# Set task 1
From the thread below about getting unique filenames, extract the part that begins with the words containing "grep , filename" and ends with "for your help.".
# Set task 2
In the thread below about getting unique filenames, which command does the original poster ask about piping the trimmed grep result to?

# Document passage
════

I want something that will grab only the filename (eg. 'file1.htm') and write only the unique filenames to a new file (no duplicates). I can write a perl script to do this but I was wondering if there was a unix one-liner I could type on the command line to accomplish this.

That is, how do you trim the result from grep (in my perl script I use s/^.*\/(.*),.*/$1/ ), and would you then pipe this to the uniq command?

Thanks in advance,
Scott.
 

grep whatever | awk 'BEGIN {FS=/} {print $NF}' | sort -u



 
Thanks tdatgod,

It didn't quite work like I needed but I made some modifications and it does seem to do the job. Here's what I have:

grep , filename | awk 'BEGIN{FS=","}{print $1}' | awk 'BEGIN{FS="/"}{print $NF}' | sort -u

I'm not sure if I needed to pipe to a second awk to split the string again but this seems to do the job.

Thanks for your help.

════

# Dataset records

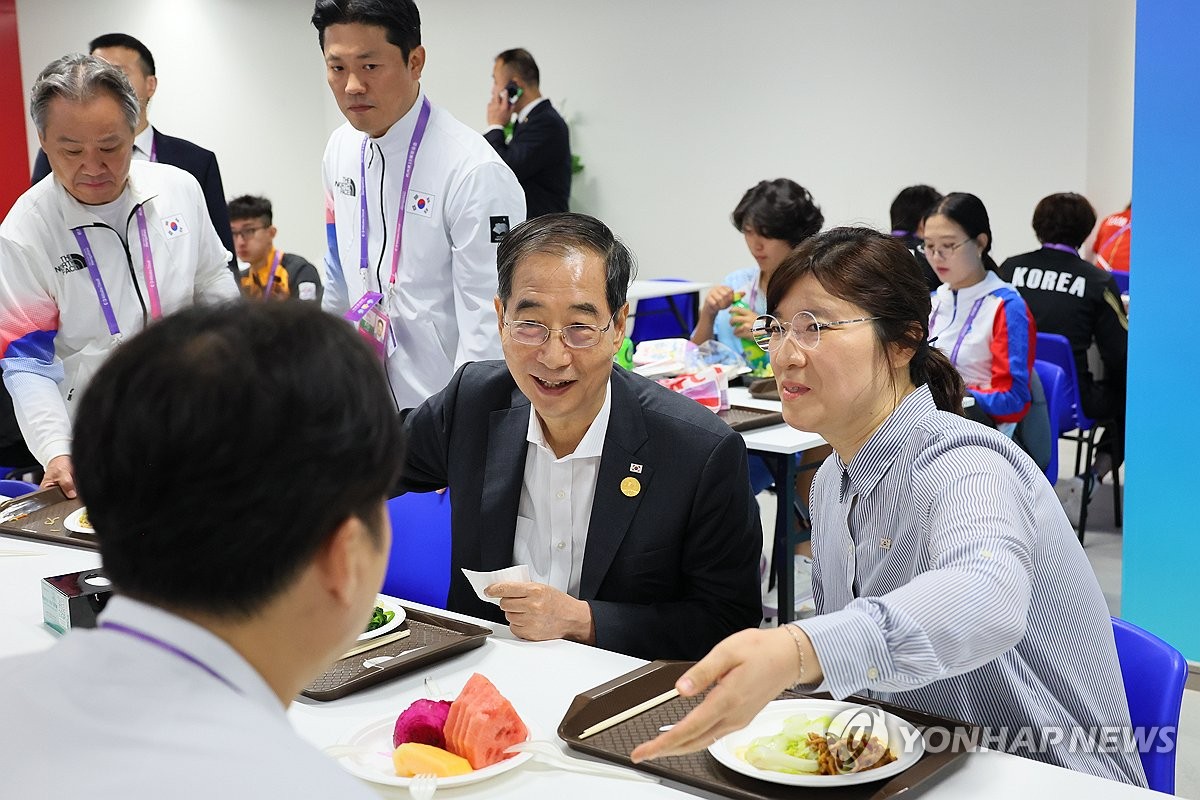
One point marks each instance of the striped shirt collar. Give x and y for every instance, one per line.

════

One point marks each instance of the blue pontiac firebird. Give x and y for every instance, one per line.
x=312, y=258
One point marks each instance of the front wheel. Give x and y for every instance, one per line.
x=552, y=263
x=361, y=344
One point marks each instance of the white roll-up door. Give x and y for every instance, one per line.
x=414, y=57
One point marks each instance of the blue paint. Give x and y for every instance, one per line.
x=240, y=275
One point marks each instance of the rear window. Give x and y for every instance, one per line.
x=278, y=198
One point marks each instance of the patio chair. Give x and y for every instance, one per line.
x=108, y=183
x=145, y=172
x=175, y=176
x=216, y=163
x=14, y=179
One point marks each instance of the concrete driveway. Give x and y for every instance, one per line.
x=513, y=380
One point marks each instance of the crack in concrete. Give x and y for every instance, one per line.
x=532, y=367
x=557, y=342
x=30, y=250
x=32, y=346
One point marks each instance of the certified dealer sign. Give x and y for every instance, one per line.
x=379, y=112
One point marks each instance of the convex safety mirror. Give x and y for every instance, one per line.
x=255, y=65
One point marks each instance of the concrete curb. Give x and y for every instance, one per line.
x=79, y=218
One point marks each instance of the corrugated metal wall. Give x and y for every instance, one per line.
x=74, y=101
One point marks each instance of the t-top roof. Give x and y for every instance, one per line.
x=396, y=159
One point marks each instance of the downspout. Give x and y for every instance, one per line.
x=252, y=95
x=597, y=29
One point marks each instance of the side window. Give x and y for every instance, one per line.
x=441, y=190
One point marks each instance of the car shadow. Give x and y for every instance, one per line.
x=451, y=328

════

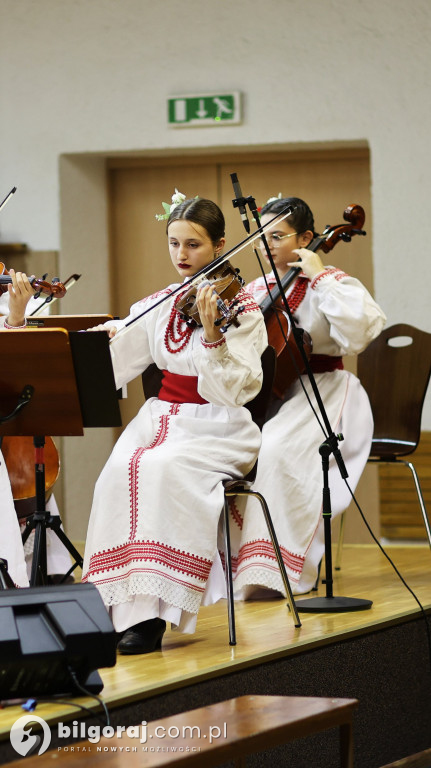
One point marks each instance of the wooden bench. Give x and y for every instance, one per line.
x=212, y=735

════

# Exercise solution 1
grep , filename | awk 'BEGIN{FS=","}{print $1}' | awk 'BEGIN{FS="/"}{print $NF}' | sort -u

I'm not sure if I needed to pipe to a second awk to split the string again but this seems to do the job.

Thanks for your help.

# Exercise solution 2
The uniq command.